WHAT TO PRODUCE:
Carry on the AKS interview guide below, starting right after its last sentence.

TEXT SEGMENT:

Answer: A private AKS cluster disables the public endpoint of the API server. The API server gets a private IP from your VNet instead. Access is only possible from within the VNet or through VPN/ExpressRoute. This is required for strict compliance environments where the control plane must not be internet-accessible. You enable it with --enable-private-cluster during creation.

Q16: Explain DNS resolution inside AKS.

Answer: CoreDNS runs as pods in kube-system and provides DNS for the cluster. All pods have /etc/resolv.conf pointing to the CoreDNS ClusterIP (typically 10.0.0.10). A service myservice in namespace myns resolves as myservice.myns.svc.cluster.local. CoreDNS can be customized with ConfigMaps for forwarding external domains to custom DNS servers.

Q17: How do you expose a service externally on AKS?

Answer: Three ways, from simplest to most production-ready:

Service type LoadBalancer: Azure creates a public LB with a public IP. Quick, but each service gets its own IP.
Ingress Controller (NGINX/Traefik): One LB + Ingress rules for path/host routing. Most common.
Azure Application Gateway Ingress Controller (AGIC): Uses Azure's L7 load balancer natively. Supports WAF, autoscaling, and SSL offloading.

Q18: What is the difference between ClusterIP, NodePort, and LoadBalancer service types?

Answer:

Type	Accessible From	Use Case
ClusterIP	Inside the cluster only	Internal microservice communication
NodePort	Node IP + high port (30000-32767)	Testing, rarely used in prod on AKS
LoadBalancer	External via Azure LB	Production external traffic

📈 Section 3 — Scaling & Performance (Questions 19–24)

Q19: What is the Cluster Autoscaler and how does it work?

Answer: The Cluster Autoscaler watches for pods that can't be scheduled due to insufficient resources. When it finds pending pods, it tells Azure to add nodes to the VMSS (scale-out). When nodes are underutilized for 10+ minutes, it removes them (scale-in). It respects PodDisruptionBudgets during scale-in. Configure with --enable-cluster-autoscaler --min-count 2 --max-count 10.

Q20: How do HPA and Cluster Autoscaler work together?

Answer: They're complementary, not competing:

Load increases → HPA creates more pod replicas
New pods can't be scheduled (nodes full) → they go Pending
Cluster Autoscaler sees Pending pods → provisions new nodes
New nodes start → Pending pods get scheduled

The key: HPA scales pods (application layer), Cluster Autoscaler scales nodes (infrastructure layer).

DATASET EXTRACT:
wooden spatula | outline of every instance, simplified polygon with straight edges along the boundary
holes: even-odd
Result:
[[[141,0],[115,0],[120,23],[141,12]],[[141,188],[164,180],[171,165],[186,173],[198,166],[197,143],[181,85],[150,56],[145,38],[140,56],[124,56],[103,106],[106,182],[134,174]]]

THE ANSWER:
Q21: What is KEDA and when would you use it over HPA?

Answer: KEDA (Kubernetes Event-Driven Autoscaling) scales based on external event sources — Azure Service Bus queue depth, Kafka lag, Prometheus metrics, cron schedules. HPA only scales on CPU/memory (or custom metrics with extra setup). KEDA is best for event-driven workloads: "Scale my worker pods to match the number of messages in the Azure Service Bus queue, and scale to 0 when idle."

Q22: What are Spot node pools?

Answer: Spot node pools use Azure Spot VMs — unused capacity at up to 90% discount. However, Azure can evict them at any time (30-second warning). Use them for: batch processing, CI/CD build agents, dev/test, stateless workers. Never for: stateful workloads, databases, or pods that can't tolerate interruption. Configure with --priority Spot --eviction-policy Delete --spot-max-price -1.

Q23: How do you right-size resource requests and limits?

Answer:

Requests = guaranteed resources; used for scheduling
Limits = maximum resources; enforced at runtime
Use Vertical Pod Autoscaler (VPA) in recommend mode to analyze actual usage
Look at Container Insights or Prometheus for P95 CPU/memory over 7 days
Set requests = P95 actual usage, limits = 1.5–2x requests
Never set CPU limits (causes throttling) — only set memory limits (prevents OOM cascading)

Q24: What are Virtual Nodes / ACI integration?

Answer: Virtual Nodes let AKS burst to Azure Container Instances — serverless containers with no node management. A pod scheduled on a virtual node runs in ACI within seconds (no waiting for VMs to provision). Great for: burst scaling, handling traffic spikes, running short-lived jobs. Limitation: no persistent volumes, limited networking, Linux only.

🔒 Section 4 — Security & RBAC (Questions 25–32)

Q25: How does Azure AD integration with AKS work?

Answer: AKS integrates with Azure AD (Entra ID) for authentication. When a user runs kubectl, they authenticate via Azure AD (browser flow or service principal). The API server validates the Azure AD token and maps the user to Kubernetes RBAC. You can grant Azure AD groups specific ClusterRoles — e.g., the "DevOps" AD group gets the edit ClusterRole in the production namespace.

Q26: Explain Kubernetes RBAC vs Azure RBAC for AKS.

Answer:

Aspect	Kubernetes RBAC	Azure RBAC
Scope	Inside the cluster (pods, services, secrets)	Azure resource level (AKS resource, resource group)
Managed by	kubectl / K8s manifests	Azure Portal / az CLI
Examples	"User X can read pods in namespace Y"	"User X can stop/start the AKS cluster"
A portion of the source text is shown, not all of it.